--- TASK DESCRIPTION ---
Each line of the records below needs repeating exactly. Skip the pictures.

Referring expression pointing data:
++++

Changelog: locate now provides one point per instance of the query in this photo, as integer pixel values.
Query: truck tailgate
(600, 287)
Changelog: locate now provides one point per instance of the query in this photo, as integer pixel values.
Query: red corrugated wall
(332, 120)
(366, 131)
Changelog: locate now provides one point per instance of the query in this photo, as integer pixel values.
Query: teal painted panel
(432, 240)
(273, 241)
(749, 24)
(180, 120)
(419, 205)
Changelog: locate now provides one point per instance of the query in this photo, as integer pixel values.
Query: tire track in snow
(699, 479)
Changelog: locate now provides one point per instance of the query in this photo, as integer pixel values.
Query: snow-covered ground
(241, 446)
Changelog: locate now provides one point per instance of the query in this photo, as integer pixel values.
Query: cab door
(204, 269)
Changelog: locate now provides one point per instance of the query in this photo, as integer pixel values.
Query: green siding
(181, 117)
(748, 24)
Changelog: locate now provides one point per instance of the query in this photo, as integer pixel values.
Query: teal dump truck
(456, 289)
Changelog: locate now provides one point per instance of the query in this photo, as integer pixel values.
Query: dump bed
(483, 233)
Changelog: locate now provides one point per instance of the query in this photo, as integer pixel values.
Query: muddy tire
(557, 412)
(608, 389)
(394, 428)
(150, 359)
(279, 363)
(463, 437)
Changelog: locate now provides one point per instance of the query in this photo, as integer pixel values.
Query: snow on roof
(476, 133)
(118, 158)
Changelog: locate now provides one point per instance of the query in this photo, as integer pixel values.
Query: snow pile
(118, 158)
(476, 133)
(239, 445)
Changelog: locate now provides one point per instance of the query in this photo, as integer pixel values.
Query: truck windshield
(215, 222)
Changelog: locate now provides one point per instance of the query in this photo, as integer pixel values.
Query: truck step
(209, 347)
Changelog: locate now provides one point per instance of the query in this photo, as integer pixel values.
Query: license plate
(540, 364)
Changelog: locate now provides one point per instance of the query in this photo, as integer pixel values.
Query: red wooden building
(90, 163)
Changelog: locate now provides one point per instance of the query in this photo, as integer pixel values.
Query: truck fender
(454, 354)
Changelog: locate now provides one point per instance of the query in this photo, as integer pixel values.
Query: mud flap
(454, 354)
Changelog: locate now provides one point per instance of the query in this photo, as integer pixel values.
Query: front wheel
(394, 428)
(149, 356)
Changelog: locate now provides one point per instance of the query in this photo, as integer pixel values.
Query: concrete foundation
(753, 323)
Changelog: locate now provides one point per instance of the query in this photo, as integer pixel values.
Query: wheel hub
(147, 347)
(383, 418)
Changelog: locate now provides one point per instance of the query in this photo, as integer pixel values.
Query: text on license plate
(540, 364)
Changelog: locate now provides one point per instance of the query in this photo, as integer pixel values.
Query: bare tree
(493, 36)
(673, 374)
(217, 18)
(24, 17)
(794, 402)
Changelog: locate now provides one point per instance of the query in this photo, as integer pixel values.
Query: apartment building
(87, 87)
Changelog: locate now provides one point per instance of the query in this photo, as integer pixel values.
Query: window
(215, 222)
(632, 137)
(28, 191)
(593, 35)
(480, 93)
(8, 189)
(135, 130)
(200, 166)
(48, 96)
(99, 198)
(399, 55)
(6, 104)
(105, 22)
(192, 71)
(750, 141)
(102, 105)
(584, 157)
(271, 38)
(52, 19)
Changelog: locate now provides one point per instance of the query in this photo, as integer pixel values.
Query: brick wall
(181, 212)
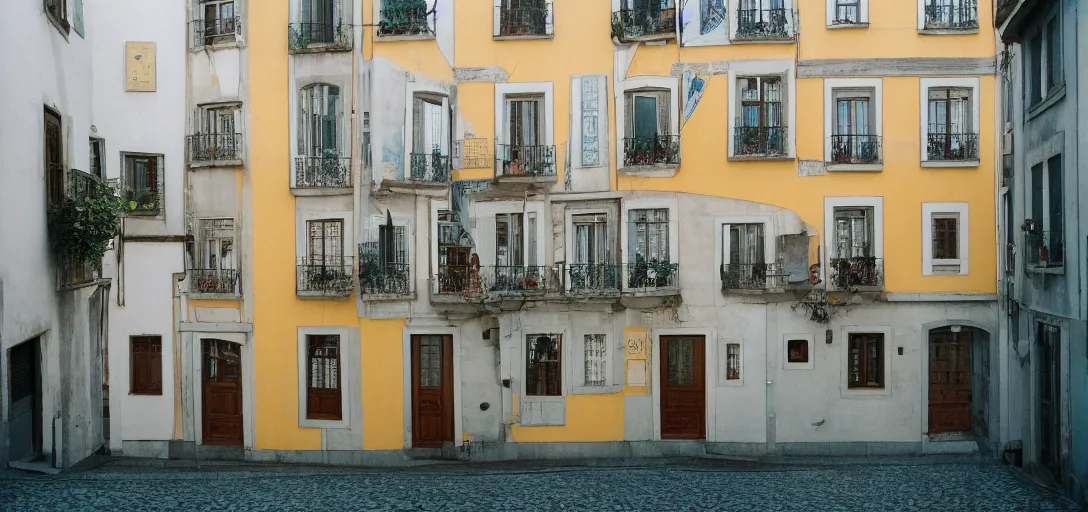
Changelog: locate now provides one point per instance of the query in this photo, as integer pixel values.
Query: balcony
(214, 149)
(752, 277)
(854, 150)
(952, 15)
(1043, 249)
(759, 141)
(763, 25)
(856, 274)
(524, 22)
(323, 279)
(662, 151)
(213, 282)
(406, 19)
(383, 282)
(208, 33)
(318, 37)
(656, 22)
(952, 148)
(531, 164)
(594, 279)
(316, 173)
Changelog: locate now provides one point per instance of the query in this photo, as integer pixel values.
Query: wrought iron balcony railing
(205, 148)
(322, 172)
(655, 21)
(759, 140)
(752, 276)
(406, 17)
(213, 281)
(328, 36)
(952, 147)
(331, 277)
(849, 274)
(514, 160)
(1043, 249)
(524, 21)
(594, 278)
(763, 24)
(652, 275)
(659, 150)
(855, 149)
(432, 167)
(388, 278)
(210, 32)
(952, 14)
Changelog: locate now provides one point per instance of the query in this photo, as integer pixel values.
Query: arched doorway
(959, 381)
(221, 392)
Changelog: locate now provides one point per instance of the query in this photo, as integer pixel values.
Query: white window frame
(863, 15)
(348, 370)
(784, 69)
(506, 92)
(873, 87)
(669, 84)
(890, 346)
(926, 84)
(669, 204)
(856, 201)
(934, 210)
(811, 339)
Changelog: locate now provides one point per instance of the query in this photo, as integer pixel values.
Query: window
(146, 364)
(1042, 63)
(761, 129)
(319, 130)
(97, 158)
(732, 361)
(57, 10)
(1046, 228)
(143, 178)
(323, 378)
(951, 132)
(865, 360)
(543, 365)
(596, 362)
(54, 159)
(220, 23)
(796, 351)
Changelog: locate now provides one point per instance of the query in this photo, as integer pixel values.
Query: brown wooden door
(221, 399)
(683, 387)
(432, 390)
(949, 382)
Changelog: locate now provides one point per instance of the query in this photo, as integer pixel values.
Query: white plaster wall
(148, 311)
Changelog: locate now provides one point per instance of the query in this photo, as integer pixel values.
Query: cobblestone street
(948, 484)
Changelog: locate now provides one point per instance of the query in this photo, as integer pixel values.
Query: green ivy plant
(83, 225)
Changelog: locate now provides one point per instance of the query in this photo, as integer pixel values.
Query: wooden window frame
(145, 367)
(332, 396)
(863, 341)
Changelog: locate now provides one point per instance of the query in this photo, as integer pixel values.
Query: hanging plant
(83, 225)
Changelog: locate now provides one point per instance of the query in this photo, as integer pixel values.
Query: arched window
(319, 121)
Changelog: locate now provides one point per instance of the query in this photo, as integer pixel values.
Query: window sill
(1046, 270)
(948, 32)
(949, 163)
(1047, 102)
(527, 36)
(848, 25)
(854, 166)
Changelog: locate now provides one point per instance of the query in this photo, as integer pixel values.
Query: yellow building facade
(552, 228)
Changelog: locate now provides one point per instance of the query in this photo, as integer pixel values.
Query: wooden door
(949, 382)
(221, 398)
(683, 387)
(432, 390)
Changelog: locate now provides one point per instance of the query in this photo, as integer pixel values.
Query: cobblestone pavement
(964, 484)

++++

--- FINISHED EXERCISE ---
Changelog: locate now provides one point per instance of the query in this photo, as integer pixel values.
Query: truck tailgate
(600, 287)
Changelog: locate now provides one point per instance of the query in this photo, as integer pixel values.
Query: red corrugated wall
(332, 120)
(366, 131)
Changelog: locate now provides one point per instance of the query in this photo, as integer pixel values.
Query: teal painted panel
(432, 240)
(273, 241)
(749, 24)
(180, 120)
(419, 205)
Changelog: locate now provides one point per instance of the query in this photo, as integer pixel values.
Query: tire track in snow
(699, 479)
Changelog: locate now provides one point per instance of the query in this photo, as integer pixel values.
Query: snow-covered ground
(241, 446)
Changelog: locate now provides one point per instance of the query in this photo, as integer pixel values.
Query: cab door
(204, 269)
Changelog: locate now provides one point per instance of the query in this photo, as integer pixel values.
Query: green siding
(181, 117)
(748, 24)
Changelog: locate now provides one point per instance of the query in this photo, as integer pixel values.
Query: teal dump truck
(456, 289)
Changelog: locate now provides one point per instance of the query in this photo, as integer pixel values.
Query: dump bed
(483, 233)
Changelog: locate now provides one point per instance of the query in this photo, as integer pixel values.
Query: muddy tire
(557, 412)
(608, 389)
(394, 428)
(150, 359)
(279, 363)
(463, 437)
Changelog: locate now provides one point per instance of the query in this photo, as integer pixel values.
Query: snow on roof
(476, 133)
(118, 158)
Changelog: locate now provides one point per instance of the query in this photo, as integer pixel values.
Query: snow pile
(118, 158)
(476, 133)
(239, 445)
Changelog: locate now provides one point per instance of the query in this photo, as integer pixel values.
Query: truck windshield
(215, 222)
Changelog: locate now provides one point per instance of the query in this photo, as integer pixel values.
Query: truck step
(209, 347)
Changelog: locate now provides one point per instance of the query in this photo, as integer pixel values.
Query: license plate
(540, 364)
Changelog: locate now provides one point per instance of the query in this photo, as integer pixel values.
Query: red wooden building
(90, 163)
Changelog: locate now provides one point per instance of the query in this photo, as integer pixel values.
Query: truck fender
(454, 354)
Changelog: locate now provides one point per instance of the query in this photo, as integer pixel values.
Query: mud flap
(454, 354)
Changelog: locate now provides one point per instance of the query in this photo, as integer pixel values.
Query: front wheel
(394, 428)
(149, 356)
Changelog: locate now provides one point per instance of the query in this photo, as integer pixel values.
Query: concrete foundation
(753, 323)
Changelog: locate now provides one point per instance of the query in this photo, as integer pixel values.
Query: wheel hub
(147, 347)
(383, 418)
Changelog: locate now provides one point per instance of the query in this photo, as integer pixel values.
Query: text on license plate
(540, 364)
Changelog: locate now provides one point per instance of the query in this photo, as integer pixel values.
Query: bare tree
(493, 36)
(673, 374)
(217, 18)
(24, 17)
(794, 402)
Changelog: locate now provides one point per instance of the query in this photo, as integer pixel values.
Query: apartment building
(87, 87)
Changelog: locate now provides one point per instance of the query in this photo, as integer pixel values.
Query: window
(215, 222)
(632, 137)
(28, 191)
(593, 35)
(480, 93)
(8, 189)
(135, 130)
(200, 166)
(48, 96)
(99, 198)
(399, 55)
(6, 104)
(105, 22)
(192, 71)
(750, 141)
(102, 105)
(584, 157)
(271, 38)
(52, 19)
Changelog: locate now provides one point per instance of the query in this photo, as integer pixel values.
Query: brick wall
(181, 212)
Changelog: locate now provides one point per instance of the query in this photo, as integer pixel values.
Query: balcony
(214, 149)
(752, 277)
(854, 150)
(952, 15)
(1043, 249)
(759, 141)
(763, 25)
(856, 274)
(524, 22)
(323, 279)
(662, 151)
(213, 282)
(406, 19)
(383, 282)
(208, 33)
(318, 37)
(656, 22)
(952, 148)
(531, 164)
(594, 279)
(316, 173)
Changelog: locate now provides one point per instance of the query in this photo, as integer pixel values.
Query: wrought iron balcony railing
(205, 148)
(322, 172)
(655, 21)
(759, 140)
(752, 276)
(406, 17)
(213, 281)
(328, 36)
(952, 147)
(331, 277)
(849, 274)
(514, 160)
(1043, 249)
(524, 21)
(594, 278)
(763, 24)
(652, 275)
(659, 150)
(855, 149)
(432, 167)
(388, 278)
(210, 32)
(952, 14)
Changelog: locate now provides one point per instance of the query in this photo, as integer pixel values.
Query: arched doorway
(959, 381)
(221, 392)
Changelog: locate now provides one point per instance of the query in this photo, as integer pixel values.
Query: white window frame
(863, 15)
(348, 370)
(784, 69)
(506, 92)
(873, 87)
(669, 84)
(890, 346)
(926, 84)
(669, 204)
(856, 201)
(934, 210)
(811, 339)
Changelog: locate now provides one point per instance of the query in this photo, as integer pixel values.
Query: window
(146, 364)
(1042, 63)
(761, 129)
(319, 130)
(97, 158)
(732, 361)
(57, 10)
(1046, 228)
(143, 178)
(323, 378)
(951, 132)
(865, 360)
(543, 365)
(596, 362)
(54, 159)
(220, 23)
(796, 351)
Changelog: locate now provides one point per instance of the query in this photo, as integer pixel values.
Query: brown wooden door
(221, 399)
(683, 387)
(432, 390)
(949, 382)
Changelog: locate now provides one point per instance of the query in this photo, as integer pixel values.
Query: white plaster wall
(148, 311)
Changelog: locate now provides one point per instance of the query in this photo, as integer pixel values.
Query: cobblestone street
(948, 484)
Changelog: locate now provides one point per instance of the query in this photo, as integer pixel values.
Query: green ivy plant
(83, 225)
Changelog: locate now provides one point per instance of the query in this photo, as integer pixel values.
Query: wooden window frame
(145, 367)
(332, 396)
(863, 341)
Changelog: locate now provides one point per instance of the query in this photo, as integer pixel values.
Query: hanging plant
(83, 225)
Changelog: locate now provides one point per instance of the query in this photo, as integer pixel values.
Query: arched window
(319, 121)
Changelog: locate now provides one point per instance of the query in this photo, as integer pixel values.
Query: window sill
(1046, 270)
(948, 32)
(949, 163)
(1047, 102)
(527, 36)
(848, 25)
(854, 166)
Changelog: locate now provides one point per instance of the query in this photo, as integer pixel values.
Query: yellow building facade
(552, 228)
Changelog: locate now provides one point per instance of the query in this photo, as integer pixel values.
Query: wooden door
(949, 382)
(221, 398)
(683, 387)
(432, 390)
Changelog: locate now provides one point per instance of the query in this photo, as integer pixel values.
Query: cobblestone pavement
(964, 484)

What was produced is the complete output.